══ Records supplied
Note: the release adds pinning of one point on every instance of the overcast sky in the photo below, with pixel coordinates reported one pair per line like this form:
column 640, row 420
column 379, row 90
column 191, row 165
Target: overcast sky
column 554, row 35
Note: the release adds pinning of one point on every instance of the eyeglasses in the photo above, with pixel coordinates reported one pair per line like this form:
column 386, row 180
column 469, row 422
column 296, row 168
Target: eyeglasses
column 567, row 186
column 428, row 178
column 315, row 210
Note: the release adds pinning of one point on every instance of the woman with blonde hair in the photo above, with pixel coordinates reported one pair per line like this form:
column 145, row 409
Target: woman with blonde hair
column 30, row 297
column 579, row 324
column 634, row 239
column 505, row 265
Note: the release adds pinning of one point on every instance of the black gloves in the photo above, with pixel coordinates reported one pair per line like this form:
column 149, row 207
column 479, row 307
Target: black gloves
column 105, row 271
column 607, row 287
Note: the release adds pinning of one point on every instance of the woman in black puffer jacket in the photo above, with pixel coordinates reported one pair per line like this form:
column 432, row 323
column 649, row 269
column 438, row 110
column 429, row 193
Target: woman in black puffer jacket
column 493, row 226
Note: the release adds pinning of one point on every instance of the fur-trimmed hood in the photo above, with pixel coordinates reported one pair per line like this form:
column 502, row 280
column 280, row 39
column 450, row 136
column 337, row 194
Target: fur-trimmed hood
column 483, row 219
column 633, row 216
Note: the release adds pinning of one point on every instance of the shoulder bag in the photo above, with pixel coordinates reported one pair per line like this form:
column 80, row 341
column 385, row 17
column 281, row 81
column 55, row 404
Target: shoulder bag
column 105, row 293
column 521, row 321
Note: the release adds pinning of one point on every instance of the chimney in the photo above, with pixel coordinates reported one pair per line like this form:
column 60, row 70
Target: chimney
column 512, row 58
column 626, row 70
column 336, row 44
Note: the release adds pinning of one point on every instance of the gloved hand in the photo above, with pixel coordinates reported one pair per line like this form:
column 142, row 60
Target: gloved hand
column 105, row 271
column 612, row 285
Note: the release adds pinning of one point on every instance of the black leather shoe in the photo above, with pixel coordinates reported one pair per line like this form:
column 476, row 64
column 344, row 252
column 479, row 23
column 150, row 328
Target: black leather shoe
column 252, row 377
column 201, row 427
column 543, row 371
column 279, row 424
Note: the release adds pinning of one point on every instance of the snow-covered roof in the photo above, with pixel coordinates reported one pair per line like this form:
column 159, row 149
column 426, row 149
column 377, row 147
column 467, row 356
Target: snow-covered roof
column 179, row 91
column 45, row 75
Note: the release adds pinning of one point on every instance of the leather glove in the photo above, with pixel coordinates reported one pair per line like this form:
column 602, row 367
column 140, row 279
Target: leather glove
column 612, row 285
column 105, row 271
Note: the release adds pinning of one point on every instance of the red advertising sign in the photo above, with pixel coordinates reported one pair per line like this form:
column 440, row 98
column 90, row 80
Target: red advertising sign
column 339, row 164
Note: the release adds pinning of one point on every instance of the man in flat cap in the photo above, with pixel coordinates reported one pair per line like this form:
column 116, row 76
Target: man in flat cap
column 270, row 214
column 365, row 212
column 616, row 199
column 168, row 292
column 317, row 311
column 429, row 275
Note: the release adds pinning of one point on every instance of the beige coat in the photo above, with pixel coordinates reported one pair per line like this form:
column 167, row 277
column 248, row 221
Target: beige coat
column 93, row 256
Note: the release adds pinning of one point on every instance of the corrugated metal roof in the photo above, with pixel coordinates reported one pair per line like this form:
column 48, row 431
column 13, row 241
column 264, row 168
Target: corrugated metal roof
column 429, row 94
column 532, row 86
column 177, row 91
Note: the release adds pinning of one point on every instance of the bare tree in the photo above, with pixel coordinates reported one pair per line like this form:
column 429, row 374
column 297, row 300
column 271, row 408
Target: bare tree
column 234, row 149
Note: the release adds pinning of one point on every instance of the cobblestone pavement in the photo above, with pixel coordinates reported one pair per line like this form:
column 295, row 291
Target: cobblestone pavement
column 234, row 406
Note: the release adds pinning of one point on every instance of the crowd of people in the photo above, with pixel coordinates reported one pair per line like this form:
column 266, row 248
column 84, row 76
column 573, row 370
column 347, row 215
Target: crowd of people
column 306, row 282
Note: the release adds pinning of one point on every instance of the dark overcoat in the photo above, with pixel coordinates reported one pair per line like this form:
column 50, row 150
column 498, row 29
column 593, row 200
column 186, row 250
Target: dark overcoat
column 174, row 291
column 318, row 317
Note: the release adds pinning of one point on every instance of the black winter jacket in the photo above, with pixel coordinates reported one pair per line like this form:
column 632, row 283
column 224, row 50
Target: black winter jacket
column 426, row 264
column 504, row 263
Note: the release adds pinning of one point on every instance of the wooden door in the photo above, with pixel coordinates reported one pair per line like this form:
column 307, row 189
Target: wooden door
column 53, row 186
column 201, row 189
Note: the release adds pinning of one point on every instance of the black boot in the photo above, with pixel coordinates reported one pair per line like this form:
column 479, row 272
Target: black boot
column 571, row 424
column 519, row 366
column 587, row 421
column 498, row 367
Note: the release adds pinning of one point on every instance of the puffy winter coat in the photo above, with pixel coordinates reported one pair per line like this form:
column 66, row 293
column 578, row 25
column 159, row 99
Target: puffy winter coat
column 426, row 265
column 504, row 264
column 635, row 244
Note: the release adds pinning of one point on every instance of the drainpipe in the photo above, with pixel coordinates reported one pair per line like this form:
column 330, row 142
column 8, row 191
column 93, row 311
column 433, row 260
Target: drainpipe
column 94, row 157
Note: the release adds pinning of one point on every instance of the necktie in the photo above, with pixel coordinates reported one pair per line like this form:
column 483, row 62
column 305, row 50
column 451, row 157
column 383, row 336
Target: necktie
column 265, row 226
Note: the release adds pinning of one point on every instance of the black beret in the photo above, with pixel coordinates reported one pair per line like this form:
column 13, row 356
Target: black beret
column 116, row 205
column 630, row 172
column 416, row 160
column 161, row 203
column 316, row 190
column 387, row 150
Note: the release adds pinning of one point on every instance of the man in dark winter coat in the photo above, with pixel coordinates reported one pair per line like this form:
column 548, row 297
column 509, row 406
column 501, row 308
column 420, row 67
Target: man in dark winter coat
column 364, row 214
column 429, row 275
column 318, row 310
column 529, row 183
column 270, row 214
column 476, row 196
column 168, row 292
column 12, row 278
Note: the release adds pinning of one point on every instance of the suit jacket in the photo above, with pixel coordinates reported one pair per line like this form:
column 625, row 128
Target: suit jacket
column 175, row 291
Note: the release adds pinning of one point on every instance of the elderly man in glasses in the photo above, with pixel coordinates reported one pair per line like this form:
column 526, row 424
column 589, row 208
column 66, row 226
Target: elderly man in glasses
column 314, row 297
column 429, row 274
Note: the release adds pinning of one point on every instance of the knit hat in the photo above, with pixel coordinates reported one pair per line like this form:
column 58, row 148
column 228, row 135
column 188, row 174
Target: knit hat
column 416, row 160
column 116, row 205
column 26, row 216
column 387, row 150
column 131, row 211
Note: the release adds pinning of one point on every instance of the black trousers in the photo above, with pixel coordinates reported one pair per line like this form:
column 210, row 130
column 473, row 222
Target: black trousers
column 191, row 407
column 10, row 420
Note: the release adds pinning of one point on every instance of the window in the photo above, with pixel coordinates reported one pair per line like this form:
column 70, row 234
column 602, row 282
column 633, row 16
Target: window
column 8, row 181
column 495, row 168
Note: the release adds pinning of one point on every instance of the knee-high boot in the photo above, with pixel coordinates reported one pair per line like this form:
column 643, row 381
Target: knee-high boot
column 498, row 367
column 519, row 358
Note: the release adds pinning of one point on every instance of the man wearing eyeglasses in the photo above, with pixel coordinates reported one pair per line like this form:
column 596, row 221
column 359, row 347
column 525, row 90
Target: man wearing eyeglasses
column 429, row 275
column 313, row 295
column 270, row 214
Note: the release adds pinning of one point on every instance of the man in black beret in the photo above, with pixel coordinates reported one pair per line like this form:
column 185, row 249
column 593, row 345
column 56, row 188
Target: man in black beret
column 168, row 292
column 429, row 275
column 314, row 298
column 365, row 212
════
§ **What the task asks**
Your task is to set down only the lines that run from the opening of the listing to the line with "column 296, row 168", both ends included, each unchanged.

§ **Final answer**
Note: the release adds pinning of one point on every instance of the overcast sky in the photo below, with pixel coordinates reported one pair per line like this form:
column 640, row 420
column 379, row 90
column 191, row 165
Target: overcast sky
column 554, row 35
Note: the release adds pinning of one point on every instance of the eyeglasses in the photo above, with pixel coordinates reported one pair per line like this form:
column 386, row 180
column 469, row 422
column 296, row 168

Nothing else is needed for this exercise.